BRIEF 1: From the forum thread on powering a motor from a battery, extract the stretch from "I have a 12VDC" through "than 11-1/2 watts." word for word.

--- READING TEXT ---

I need help with a project I'm doing. I know it needs resistors, but I don't know what value, and where to put them.

I have a 12VDC battery, and I want to control a 4VDC motor. The battery says 12VDC 4AH, The motor only says 4VDC. I don't know what the current is.

Any help...?
 

ChrisP

Member
What is the make and model of the motor? The best answers to your question really depend upon knowing the design current draw of the motor in question.

The source voltage could be droppped via a series resistor, but there will be considerable wasted energy that way. For example, suppose that the motor draws 1.5A. In that case, a 5.1 ohm resistor in series with the motor would effectively reduce the source by dropping approximately 8 volts, leaving roughly 4 volts for the motor. However, the dropping resistor would then have to dissipate slightly less than 11-1/2 watts.

Consider the following circuit:



We can calculate the value for R1 as follows:

R1 = (voltage to be dropped) / (circuit current)

If the motor is rated 1.5A at 4VDC, then the equation becomes:

R1 = 8 / 1.5 = 5.333

If we use a 5.1 ohm resistor (the closest standard value) for R1, we end up with 7.65V being dropped across R1 (1.5A x 5.1 ohms), leaving 4.35V (from a perfect 12.0VDC source) for the motor. This would give us 11.475 watts to be dissipated by R1 (7.65V x 1.5A).
 

Russlk

New Member
You don't want to use a resistor because the motor draws more current when you load it which will reduce the motor voltage and torque. You could use an 8 volt zener but the power loss will be twice as much as the power used. If efficiency is important, a 12 volt to 4 volt switching regulator could be used.

--- ENTRIES ---

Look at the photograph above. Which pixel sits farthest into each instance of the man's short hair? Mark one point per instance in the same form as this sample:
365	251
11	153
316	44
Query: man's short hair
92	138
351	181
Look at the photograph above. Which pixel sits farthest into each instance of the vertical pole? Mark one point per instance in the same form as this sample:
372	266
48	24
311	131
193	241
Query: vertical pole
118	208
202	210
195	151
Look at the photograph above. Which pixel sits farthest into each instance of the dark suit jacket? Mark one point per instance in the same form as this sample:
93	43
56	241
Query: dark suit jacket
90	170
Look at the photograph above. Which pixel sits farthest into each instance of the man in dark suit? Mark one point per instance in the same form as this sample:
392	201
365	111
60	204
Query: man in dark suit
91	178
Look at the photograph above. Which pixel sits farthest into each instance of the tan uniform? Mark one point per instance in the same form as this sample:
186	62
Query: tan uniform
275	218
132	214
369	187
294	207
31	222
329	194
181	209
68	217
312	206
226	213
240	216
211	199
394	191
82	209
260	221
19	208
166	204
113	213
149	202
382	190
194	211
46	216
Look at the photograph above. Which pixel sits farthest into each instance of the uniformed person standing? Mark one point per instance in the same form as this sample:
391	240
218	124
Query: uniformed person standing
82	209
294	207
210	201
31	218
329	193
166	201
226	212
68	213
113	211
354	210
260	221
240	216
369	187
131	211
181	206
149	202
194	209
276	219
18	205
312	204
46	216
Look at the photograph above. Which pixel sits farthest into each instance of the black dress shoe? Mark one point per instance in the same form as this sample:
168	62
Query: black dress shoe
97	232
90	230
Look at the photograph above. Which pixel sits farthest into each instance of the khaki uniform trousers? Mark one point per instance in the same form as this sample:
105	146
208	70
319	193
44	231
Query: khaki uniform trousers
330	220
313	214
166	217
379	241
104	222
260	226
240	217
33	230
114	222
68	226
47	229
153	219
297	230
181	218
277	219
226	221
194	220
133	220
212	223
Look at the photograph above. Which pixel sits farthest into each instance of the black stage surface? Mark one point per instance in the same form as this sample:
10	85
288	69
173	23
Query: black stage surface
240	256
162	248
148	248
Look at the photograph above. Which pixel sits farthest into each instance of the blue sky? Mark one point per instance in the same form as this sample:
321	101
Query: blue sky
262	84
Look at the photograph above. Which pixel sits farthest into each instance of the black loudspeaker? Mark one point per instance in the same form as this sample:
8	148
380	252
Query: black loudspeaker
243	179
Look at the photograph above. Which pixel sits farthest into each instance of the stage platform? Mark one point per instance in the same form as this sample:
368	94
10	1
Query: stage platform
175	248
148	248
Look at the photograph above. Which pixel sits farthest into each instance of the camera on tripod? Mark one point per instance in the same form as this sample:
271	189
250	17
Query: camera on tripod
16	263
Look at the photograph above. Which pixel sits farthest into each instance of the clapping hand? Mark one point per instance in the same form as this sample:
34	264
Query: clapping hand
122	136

---

BRIEF 2: How many lines of the records contain the string "jacket", with case counting? Give only the number.

CORRECT OUTPUT 1:
I have a 12VDC battery, and I want to control a 4VDC motor. The battery says 12VDC 4AH, The motor only says 4VDC. I don't know what the current is.

Any help...?
 

ChrisP

Member
What is the make and model of the motor? The best answers to your question really depend upon knowing the design current draw of the motor in question.

The source voltage could be droppped via a series resistor, but there will be considerable wasted energy that way. For example, suppose that the motor draws 1.5A. In that case, a 5.1 ohm resistor in series with the motor would effectively reduce the source by dropping approximately 8 volts, leaving roughly 4 volts for the motor. However, the dropping resistor would then have to dissipate slightly less than 11-1/2 watts.

CORRECT OUTPUT 2: 2